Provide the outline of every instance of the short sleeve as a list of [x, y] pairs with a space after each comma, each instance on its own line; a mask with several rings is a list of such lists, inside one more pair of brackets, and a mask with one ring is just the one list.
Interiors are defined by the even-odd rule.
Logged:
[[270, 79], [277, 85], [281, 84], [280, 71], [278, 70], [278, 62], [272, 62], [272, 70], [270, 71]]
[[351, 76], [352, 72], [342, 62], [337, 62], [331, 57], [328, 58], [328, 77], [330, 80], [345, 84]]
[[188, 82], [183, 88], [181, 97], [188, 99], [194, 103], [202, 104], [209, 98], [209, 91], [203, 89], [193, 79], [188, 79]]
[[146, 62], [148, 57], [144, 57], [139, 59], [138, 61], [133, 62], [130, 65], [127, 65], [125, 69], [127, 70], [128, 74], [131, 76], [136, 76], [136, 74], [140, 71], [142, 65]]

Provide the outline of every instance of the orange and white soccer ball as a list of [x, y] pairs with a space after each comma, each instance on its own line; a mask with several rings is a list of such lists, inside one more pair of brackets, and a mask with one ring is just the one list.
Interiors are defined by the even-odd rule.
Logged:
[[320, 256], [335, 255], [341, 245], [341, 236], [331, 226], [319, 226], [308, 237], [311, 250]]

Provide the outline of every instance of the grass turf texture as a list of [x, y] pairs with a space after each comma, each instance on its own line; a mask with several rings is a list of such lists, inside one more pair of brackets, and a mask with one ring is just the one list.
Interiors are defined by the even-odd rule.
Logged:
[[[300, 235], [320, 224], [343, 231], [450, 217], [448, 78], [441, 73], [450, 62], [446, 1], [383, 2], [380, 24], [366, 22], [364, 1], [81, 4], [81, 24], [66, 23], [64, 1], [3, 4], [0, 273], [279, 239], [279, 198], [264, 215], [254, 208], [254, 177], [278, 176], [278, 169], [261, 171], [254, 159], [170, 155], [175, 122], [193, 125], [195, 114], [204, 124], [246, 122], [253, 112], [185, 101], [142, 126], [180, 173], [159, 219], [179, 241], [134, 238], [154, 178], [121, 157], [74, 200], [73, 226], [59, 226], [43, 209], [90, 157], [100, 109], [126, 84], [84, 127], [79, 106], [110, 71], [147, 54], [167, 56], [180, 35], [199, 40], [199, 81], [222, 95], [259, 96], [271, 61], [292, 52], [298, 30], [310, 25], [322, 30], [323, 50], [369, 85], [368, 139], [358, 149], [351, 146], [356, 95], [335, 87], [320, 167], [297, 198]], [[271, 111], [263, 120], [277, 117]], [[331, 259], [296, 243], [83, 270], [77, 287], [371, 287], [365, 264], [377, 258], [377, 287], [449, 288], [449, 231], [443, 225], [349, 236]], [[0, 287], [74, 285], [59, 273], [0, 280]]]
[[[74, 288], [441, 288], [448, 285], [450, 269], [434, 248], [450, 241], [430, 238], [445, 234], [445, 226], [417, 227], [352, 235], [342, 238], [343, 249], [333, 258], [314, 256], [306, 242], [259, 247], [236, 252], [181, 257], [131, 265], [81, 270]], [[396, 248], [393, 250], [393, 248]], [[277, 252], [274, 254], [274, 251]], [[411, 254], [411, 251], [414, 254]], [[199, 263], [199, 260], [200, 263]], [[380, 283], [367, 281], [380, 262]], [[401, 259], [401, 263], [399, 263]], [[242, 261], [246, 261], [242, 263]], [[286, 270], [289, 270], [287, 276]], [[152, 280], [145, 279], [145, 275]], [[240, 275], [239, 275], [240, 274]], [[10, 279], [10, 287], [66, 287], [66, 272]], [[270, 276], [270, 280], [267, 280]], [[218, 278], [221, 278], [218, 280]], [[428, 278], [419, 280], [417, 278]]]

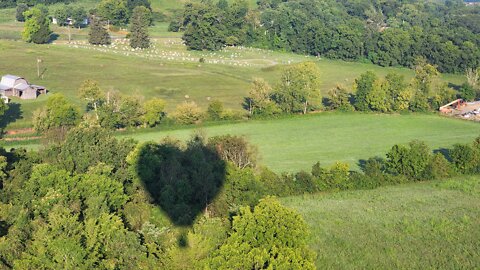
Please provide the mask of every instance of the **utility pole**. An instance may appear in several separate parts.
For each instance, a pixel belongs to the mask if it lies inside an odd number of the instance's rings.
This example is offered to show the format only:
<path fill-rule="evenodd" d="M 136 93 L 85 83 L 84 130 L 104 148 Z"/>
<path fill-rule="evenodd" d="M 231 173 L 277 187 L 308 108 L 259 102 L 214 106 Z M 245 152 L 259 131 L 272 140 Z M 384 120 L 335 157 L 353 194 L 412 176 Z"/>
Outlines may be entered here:
<path fill-rule="evenodd" d="M 42 59 L 37 58 L 37 77 L 40 79 L 40 63 L 42 62 Z"/>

**Task goal**
Write out, exactly as shown, only the lines running from the one that contains "136 93 L 85" to the last line above.

**Answer area**
<path fill-rule="evenodd" d="M 136 93 L 85 83 L 84 130 L 104 148 Z"/>
<path fill-rule="evenodd" d="M 231 173 L 277 187 L 308 108 L 259 102 L 214 106 Z M 245 152 L 259 131 L 272 140 Z M 384 120 L 335 157 L 353 194 L 412 176 Z"/>
Outlines may be entered here:
<path fill-rule="evenodd" d="M 42 59 L 37 58 L 37 77 L 40 79 L 40 63 L 42 62 Z"/>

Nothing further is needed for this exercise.